▶ _Records shown_:

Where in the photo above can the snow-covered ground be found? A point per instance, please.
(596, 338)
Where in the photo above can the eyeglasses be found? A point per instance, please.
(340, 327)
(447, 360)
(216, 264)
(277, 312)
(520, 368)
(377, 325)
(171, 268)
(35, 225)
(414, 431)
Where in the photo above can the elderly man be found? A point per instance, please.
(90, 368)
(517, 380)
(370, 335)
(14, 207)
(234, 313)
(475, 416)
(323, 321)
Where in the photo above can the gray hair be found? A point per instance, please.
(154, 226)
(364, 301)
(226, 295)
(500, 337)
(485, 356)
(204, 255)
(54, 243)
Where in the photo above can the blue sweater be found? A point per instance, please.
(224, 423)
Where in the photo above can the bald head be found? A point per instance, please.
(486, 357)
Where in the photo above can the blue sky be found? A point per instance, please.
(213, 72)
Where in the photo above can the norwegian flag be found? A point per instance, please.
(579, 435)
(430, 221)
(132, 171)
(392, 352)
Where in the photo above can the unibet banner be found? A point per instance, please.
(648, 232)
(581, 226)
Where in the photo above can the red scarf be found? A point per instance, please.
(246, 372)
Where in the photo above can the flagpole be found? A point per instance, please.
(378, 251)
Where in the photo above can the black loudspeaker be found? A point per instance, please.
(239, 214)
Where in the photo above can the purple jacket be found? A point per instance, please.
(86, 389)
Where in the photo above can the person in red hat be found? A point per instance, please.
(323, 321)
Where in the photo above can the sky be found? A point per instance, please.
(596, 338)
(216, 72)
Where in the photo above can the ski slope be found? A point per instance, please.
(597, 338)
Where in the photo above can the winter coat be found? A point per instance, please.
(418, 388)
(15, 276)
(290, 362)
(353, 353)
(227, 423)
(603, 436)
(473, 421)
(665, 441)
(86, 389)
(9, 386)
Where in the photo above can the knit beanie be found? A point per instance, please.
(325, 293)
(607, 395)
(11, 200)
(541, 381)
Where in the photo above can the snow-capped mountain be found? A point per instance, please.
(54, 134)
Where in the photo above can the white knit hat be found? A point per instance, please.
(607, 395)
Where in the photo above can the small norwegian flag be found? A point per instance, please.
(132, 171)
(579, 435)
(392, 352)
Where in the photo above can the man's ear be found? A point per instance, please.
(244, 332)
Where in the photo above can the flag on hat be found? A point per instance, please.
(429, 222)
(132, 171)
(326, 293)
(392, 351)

▶ _Required work_: Reproduce the material exactly, with every line intact.

▶ _Solution_:
Where in the photo above can the snow-covered ground be found? A point per instance, please.
(596, 338)
Where in the photo above can the eyeglasses be found? A point per instance, please.
(340, 327)
(447, 360)
(216, 264)
(277, 312)
(520, 368)
(377, 325)
(171, 268)
(35, 225)
(414, 431)
Where in the photo above can the elderly man be found? A point per instance, please.
(90, 368)
(517, 380)
(370, 335)
(14, 207)
(234, 313)
(475, 416)
(323, 321)
Where in the photo above can the gray hair be found? A point per instance, please.
(154, 226)
(364, 301)
(226, 295)
(500, 337)
(485, 356)
(204, 255)
(54, 243)
Where in the photo above can the blue sweater be found? A point per instance, please.
(224, 423)
Where in the photo above can the bald head be found? A point per instance, please.
(486, 357)
Where in the photo above can the blue sky be found? A point per instance, please.
(213, 72)
Where in the photo above can the norwegian flag be found? A point per instance, please.
(579, 435)
(430, 221)
(132, 171)
(392, 352)
Where in the photo above can the unibet banner be found? A point per instance, please.
(648, 232)
(581, 226)
Where in the photo above can the red scarf be found? A point per instance, please.
(246, 372)
Where in the photo above can the flagpole be found? A point per instance, please.
(378, 251)
Where in the photo above can the black loudspeaker be found? A point per instance, please.
(239, 214)
Where in the photo above can the purple jacket be found? A point per instance, please.
(86, 389)
Where in the photo above can the person in red hat be found? A point per instance, please.
(323, 321)
Where in the photo above can the sky be found? A point per instance, please.
(596, 338)
(216, 72)
Where in the photo above can the ski slope be found? A point per instance, please.
(597, 338)
Where in the photo above can the winter coat be found? A point per instance, please.
(418, 388)
(15, 276)
(290, 362)
(353, 353)
(227, 423)
(603, 436)
(473, 421)
(665, 441)
(86, 389)
(9, 386)
Where in the photo above can the knit beanie be found? A point per instance, please.
(325, 293)
(607, 395)
(11, 200)
(541, 381)
Where in the photo above can the snow-capped mountain be found? A point per instance, please.
(54, 134)
Where in the photo above can the white knit hat be found? A point per instance, please.
(607, 395)
Where in the photo above can the small norwegian flag be found? A point per instance, please.
(132, 171)
(579, 435)
(392, 352)
Where in the photo above can the man's ear be found? A point per instance, please.
(244, 332)
Where in the photo above can the flag on hat be found? A point per instance, please.
(429, 222)
(132, 171)
(326, 293)
(392, 351)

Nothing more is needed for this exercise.